Items from a dataset
________________________
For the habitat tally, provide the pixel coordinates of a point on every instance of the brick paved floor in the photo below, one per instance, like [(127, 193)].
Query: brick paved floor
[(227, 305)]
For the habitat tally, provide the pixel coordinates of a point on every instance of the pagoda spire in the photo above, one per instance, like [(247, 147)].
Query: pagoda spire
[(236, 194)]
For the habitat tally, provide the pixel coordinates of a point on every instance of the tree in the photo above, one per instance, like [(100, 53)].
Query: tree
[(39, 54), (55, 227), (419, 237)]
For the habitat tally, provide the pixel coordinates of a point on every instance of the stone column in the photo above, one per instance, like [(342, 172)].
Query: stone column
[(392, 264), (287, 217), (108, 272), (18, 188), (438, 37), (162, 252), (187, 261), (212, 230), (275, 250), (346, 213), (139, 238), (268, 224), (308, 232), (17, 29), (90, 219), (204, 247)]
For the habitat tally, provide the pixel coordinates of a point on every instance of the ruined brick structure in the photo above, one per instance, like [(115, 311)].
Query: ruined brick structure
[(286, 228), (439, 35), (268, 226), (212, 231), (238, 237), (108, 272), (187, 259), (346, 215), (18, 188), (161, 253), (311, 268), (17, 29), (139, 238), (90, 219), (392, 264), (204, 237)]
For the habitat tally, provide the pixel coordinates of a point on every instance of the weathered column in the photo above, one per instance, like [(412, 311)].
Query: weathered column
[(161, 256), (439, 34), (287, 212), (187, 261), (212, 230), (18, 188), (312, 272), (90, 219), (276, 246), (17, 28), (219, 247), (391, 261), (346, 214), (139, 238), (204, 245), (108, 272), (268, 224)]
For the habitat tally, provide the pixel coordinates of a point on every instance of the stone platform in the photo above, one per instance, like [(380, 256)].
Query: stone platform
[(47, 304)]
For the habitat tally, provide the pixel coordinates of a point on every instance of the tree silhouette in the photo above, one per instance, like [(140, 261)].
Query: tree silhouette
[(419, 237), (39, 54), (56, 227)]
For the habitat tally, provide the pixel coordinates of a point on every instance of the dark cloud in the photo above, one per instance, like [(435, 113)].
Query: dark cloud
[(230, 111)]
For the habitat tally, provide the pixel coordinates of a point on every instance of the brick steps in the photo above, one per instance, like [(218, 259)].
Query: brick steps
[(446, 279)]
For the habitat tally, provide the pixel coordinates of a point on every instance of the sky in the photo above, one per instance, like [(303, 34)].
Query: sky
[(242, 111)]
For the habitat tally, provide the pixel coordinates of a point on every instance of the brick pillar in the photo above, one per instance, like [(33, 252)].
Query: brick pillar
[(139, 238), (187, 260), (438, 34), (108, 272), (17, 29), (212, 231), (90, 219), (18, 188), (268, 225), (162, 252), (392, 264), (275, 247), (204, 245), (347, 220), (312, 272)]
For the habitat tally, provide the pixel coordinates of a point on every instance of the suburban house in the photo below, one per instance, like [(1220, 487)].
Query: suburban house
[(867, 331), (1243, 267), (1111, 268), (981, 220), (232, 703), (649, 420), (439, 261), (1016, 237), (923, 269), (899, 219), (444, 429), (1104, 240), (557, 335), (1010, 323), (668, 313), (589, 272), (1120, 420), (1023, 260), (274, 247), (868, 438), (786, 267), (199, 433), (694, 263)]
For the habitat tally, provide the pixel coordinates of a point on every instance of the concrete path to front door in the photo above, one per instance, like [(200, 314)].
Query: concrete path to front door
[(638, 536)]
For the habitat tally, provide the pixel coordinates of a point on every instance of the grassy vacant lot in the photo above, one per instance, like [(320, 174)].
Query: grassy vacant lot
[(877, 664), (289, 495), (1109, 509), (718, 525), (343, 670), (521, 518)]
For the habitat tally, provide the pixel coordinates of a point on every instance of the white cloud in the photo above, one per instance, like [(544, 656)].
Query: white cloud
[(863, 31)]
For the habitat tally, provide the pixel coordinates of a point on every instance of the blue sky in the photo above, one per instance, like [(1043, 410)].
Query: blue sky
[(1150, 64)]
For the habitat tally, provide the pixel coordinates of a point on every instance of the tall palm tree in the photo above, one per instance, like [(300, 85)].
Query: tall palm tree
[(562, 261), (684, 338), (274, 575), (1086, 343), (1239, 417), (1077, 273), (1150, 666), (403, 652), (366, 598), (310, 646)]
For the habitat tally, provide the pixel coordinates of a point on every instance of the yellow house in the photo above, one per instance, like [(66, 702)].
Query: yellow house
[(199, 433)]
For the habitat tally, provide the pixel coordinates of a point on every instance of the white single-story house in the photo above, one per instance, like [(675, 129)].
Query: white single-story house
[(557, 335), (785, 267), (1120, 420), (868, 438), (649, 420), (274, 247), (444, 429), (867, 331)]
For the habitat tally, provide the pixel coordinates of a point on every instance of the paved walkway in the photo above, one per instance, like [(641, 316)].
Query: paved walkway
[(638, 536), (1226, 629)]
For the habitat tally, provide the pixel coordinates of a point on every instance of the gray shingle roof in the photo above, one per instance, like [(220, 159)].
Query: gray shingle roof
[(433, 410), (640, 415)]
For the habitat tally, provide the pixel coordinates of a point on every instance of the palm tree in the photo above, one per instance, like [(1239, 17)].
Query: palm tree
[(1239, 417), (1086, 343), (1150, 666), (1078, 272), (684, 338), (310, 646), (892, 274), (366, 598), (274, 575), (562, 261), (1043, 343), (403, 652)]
________________________
» Aim of the task
The lines to return are those in the records above that hold the word "below".

» Response
For the habitat tally, provide the pixel coordinates of a point on every instance of the brick paved floor in the photo below, one per instance, like [(127, 193)].
For the habitat tally, provide the pixel coordinates of a point on every instance of the suburban house in the photo below, one per instance, like [(1220, 487)].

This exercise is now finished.